WRITTEN PROBLEM: Copy out the items from the line with "Pop quiz! Can you mark the white baseball cleat" through the line with "[633,648,705,685]", requests included, and increase every bounding box coordinate in the answers by 87.

(Items for bounding box labeling)
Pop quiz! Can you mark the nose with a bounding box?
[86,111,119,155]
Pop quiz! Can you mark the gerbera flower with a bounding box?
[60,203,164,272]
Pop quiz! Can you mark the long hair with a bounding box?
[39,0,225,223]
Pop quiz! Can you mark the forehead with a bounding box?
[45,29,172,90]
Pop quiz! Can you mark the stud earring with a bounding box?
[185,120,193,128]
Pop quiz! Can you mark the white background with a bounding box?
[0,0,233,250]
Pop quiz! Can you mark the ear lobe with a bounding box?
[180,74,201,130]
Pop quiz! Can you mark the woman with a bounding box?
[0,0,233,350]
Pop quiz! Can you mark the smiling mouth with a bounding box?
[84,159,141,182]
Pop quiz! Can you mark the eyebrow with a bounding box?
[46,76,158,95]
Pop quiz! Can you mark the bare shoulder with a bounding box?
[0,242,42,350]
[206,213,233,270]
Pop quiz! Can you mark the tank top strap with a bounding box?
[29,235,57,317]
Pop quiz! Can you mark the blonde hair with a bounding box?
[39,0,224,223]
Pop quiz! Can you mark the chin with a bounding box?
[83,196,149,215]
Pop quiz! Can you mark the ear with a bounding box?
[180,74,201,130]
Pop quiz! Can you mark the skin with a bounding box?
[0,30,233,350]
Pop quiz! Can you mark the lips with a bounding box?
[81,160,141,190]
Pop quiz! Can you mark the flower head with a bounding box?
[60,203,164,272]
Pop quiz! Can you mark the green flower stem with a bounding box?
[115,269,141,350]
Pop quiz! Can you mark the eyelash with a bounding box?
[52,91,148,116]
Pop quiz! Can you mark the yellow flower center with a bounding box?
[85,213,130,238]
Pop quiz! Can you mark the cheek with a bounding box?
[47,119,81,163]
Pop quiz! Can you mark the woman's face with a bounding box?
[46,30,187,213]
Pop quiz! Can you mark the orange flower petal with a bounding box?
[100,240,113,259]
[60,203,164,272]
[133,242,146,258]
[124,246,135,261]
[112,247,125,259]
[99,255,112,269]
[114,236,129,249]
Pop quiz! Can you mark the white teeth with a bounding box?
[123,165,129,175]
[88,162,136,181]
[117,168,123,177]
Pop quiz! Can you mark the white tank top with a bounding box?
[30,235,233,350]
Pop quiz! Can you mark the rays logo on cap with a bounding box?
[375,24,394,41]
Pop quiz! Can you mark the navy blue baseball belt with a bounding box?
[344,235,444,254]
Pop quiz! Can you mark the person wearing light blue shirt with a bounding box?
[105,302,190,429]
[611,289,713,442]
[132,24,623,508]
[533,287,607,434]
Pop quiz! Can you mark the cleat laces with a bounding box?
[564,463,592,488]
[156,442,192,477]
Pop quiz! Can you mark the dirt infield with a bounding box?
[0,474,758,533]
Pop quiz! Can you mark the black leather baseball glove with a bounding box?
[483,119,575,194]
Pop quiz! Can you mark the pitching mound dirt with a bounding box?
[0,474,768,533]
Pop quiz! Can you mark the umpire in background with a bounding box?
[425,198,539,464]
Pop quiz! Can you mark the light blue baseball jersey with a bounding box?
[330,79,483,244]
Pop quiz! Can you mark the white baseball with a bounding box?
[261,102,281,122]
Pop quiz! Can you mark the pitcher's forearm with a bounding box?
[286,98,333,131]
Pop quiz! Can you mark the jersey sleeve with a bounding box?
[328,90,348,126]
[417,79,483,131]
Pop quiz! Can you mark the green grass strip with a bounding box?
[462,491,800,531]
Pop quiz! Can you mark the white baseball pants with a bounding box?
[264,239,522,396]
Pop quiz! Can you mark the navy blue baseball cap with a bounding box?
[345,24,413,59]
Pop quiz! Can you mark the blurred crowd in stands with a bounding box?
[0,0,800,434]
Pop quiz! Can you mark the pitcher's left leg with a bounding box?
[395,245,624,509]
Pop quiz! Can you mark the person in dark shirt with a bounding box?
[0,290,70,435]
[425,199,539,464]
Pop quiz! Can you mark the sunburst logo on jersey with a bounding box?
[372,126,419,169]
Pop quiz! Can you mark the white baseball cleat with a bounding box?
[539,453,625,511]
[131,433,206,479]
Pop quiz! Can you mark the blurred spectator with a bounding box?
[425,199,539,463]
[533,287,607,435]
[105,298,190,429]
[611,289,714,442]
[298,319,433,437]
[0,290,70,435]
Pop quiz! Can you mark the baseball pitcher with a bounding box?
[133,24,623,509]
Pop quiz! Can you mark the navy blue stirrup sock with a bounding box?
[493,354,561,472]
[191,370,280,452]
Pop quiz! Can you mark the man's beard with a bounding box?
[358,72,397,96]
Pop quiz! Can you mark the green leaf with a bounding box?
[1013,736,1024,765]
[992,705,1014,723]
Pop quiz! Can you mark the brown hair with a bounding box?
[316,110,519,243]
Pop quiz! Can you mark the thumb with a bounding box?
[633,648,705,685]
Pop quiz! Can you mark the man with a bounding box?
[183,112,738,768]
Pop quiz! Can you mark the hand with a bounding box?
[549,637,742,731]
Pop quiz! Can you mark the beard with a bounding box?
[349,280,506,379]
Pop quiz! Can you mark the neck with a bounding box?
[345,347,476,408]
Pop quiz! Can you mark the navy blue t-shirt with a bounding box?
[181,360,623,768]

COMPLETE ANSWER:
Pop quiz! Can you mark the white baseball cleat with a bounding box?
[626,540,712,598]
[218,520,293,566]
Pop quiz! Can you mark the blurred spectator with a bounding box?
[512,286,626,550]
[620,374,694,522]
[192,385,277,516]
[698,376,801,529]
[385,406,520,524]
[87,377,157,522]
Pop quiz! Can you mark the baseball pitcher with a bounding box?
[220,111,710,596]
Pop quiz! Can you mark the navy blue stirrup sock with a bounding box?
[580,441,648,559]
[278,457,367,539]
Pop quiz! Can you mark the man's beard with a bounding box?
[445,159,484,183]
Pop quiz! Can you mark the green leaf with a bounding box?
[1100,823,1111,852]
[1079,792,1101,810]
Pop quiz! Can you mark the brown hair with a bounding box?
[403,197,606,330]
Pop quiz! Can you mark the thumb with a bounding box?
[720,735,792,772]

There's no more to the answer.